Portion of a data file:
┌──
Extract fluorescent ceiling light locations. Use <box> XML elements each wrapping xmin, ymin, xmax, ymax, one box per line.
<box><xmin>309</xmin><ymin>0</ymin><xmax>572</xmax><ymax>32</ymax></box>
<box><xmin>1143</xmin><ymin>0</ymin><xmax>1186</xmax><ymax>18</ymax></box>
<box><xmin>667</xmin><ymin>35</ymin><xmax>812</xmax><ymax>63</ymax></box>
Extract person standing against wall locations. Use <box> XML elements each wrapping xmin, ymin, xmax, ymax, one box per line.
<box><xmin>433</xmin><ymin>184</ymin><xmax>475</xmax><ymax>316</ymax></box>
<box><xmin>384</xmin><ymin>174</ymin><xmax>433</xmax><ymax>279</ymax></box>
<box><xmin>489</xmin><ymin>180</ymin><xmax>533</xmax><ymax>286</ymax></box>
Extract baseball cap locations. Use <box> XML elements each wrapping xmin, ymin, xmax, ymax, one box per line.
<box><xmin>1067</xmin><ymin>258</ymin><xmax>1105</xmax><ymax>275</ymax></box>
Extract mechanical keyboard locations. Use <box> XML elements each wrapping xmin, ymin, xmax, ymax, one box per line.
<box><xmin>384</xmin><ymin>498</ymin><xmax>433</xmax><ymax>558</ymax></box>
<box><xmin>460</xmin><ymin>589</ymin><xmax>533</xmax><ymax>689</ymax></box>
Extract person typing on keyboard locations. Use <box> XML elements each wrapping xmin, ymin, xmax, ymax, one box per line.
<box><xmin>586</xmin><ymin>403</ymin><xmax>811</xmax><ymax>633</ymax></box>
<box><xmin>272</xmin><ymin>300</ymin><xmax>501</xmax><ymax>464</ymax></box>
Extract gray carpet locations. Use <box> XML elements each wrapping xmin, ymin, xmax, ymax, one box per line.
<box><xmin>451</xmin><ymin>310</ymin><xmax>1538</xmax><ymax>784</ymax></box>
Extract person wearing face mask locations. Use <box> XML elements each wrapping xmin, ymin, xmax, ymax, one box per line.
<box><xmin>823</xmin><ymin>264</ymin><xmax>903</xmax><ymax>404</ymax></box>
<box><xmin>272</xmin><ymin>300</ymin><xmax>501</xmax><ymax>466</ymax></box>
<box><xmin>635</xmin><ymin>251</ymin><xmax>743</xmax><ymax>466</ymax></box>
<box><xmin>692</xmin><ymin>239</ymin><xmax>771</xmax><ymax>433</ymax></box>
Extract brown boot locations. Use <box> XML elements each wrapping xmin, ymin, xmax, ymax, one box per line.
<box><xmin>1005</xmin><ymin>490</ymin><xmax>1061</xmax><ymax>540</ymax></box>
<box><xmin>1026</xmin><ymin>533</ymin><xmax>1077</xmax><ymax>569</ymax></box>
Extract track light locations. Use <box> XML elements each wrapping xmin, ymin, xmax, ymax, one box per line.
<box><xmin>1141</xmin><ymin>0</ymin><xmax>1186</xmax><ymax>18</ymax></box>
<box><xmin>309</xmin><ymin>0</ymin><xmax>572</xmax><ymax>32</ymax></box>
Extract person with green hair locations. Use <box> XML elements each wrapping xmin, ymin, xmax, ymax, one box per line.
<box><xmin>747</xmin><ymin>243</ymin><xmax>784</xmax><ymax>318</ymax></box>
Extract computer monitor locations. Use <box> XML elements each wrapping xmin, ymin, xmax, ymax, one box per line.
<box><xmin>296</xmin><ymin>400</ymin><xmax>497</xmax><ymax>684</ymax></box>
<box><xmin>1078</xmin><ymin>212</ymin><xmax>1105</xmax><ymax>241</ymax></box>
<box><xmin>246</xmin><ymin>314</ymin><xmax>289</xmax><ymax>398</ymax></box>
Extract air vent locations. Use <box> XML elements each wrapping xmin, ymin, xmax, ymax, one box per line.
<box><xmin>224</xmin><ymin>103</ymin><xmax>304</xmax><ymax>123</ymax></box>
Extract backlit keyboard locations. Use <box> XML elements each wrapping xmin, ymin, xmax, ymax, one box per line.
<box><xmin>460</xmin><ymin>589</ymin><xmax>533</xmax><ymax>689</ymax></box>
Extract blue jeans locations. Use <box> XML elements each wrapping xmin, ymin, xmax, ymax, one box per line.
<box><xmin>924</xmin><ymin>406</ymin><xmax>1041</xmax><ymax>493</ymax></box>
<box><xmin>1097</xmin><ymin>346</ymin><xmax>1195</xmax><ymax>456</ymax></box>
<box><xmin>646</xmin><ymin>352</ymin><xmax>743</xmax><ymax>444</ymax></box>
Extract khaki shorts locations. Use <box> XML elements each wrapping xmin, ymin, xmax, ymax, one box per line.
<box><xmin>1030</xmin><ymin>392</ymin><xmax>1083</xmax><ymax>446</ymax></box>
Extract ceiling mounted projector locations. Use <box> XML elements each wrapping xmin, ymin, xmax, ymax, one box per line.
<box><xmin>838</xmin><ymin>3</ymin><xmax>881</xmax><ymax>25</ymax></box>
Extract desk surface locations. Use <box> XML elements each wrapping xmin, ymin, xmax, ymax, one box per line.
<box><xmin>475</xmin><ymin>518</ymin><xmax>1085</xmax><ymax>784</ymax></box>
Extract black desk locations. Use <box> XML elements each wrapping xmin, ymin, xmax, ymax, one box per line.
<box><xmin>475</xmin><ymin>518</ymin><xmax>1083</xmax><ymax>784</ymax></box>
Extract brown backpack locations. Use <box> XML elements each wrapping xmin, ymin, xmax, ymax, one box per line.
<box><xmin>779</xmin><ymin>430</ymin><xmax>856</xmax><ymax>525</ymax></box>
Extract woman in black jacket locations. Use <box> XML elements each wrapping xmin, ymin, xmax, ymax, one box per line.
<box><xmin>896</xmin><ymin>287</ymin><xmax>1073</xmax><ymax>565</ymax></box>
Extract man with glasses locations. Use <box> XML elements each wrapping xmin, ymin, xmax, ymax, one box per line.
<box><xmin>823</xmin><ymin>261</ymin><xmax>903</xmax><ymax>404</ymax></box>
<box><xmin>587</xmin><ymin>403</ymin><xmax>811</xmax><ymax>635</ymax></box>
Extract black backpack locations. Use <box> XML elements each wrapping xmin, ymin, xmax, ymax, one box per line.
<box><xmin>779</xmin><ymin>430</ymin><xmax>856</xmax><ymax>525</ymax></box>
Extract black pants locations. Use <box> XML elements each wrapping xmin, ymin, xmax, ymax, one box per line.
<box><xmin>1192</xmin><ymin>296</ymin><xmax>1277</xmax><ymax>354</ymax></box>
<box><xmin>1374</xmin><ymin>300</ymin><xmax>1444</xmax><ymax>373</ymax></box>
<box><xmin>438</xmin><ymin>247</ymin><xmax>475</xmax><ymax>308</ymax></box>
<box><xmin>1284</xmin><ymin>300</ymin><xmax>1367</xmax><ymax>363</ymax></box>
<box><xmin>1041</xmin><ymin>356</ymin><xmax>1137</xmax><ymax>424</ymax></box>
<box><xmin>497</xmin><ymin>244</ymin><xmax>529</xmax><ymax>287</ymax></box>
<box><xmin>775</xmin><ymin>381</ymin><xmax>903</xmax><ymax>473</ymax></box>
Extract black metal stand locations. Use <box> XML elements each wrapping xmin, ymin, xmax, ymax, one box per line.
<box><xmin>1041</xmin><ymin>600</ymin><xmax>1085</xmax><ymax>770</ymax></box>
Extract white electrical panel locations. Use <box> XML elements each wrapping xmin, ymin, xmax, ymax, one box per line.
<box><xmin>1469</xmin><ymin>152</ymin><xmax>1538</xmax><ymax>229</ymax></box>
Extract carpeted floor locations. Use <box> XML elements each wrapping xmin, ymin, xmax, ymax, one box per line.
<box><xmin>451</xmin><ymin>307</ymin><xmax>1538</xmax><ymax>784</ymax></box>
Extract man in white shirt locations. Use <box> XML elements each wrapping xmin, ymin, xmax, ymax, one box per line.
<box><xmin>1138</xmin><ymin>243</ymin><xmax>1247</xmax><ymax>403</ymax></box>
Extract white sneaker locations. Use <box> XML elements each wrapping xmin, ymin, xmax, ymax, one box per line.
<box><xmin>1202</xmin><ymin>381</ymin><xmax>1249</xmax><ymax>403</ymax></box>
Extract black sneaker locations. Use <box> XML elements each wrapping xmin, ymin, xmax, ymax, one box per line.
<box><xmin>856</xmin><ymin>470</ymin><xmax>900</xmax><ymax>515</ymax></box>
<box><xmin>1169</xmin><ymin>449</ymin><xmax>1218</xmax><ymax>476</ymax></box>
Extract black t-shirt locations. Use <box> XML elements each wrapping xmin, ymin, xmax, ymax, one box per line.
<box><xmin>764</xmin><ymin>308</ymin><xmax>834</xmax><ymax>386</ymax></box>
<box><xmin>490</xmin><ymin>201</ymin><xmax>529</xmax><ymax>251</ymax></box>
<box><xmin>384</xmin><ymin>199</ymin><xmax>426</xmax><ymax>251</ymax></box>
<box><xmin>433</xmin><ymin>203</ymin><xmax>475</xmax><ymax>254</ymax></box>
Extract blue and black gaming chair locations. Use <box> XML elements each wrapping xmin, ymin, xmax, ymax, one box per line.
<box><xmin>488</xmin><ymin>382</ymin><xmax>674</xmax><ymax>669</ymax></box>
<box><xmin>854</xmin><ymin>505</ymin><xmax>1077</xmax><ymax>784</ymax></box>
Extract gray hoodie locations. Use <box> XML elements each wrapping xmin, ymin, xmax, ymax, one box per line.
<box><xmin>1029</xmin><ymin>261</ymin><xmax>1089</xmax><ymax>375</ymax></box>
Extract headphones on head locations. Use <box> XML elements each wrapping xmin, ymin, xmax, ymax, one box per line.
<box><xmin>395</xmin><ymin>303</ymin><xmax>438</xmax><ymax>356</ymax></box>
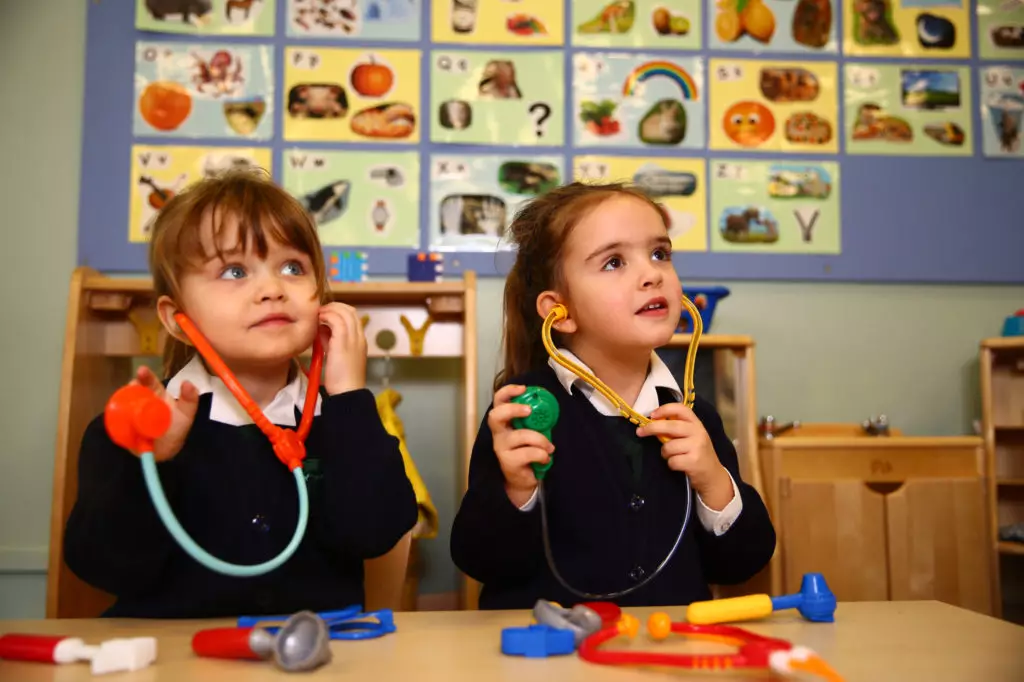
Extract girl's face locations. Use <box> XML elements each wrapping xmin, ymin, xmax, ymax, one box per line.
<box><xmin>162</xmin><ymin>212</ymin><xmax>321</xmax><ymax>369</ymax></box>
<box><xmin>562</xmin><ymin>196</ymin><xmax>683</xmax><ymax>353</ymax></box>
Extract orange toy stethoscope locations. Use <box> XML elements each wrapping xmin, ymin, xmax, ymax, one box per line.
<box><xmin>103</xmin><ymin>312</ymin><xmax>324</xmax><ymax>577</ymax></box>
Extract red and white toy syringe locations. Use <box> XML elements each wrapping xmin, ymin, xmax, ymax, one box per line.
<box><xmin>0</xmin><ymin>634</ymin><xmax>157</xmax><ymax>675</ymax></box>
└──
:: TASK GOAL ::
Count how many lines in the records above contain the string "shirt", treating uppercase and lowercase as different. Reply with the number alone.

:: RESULT FOR THIS EXERCISE ::
2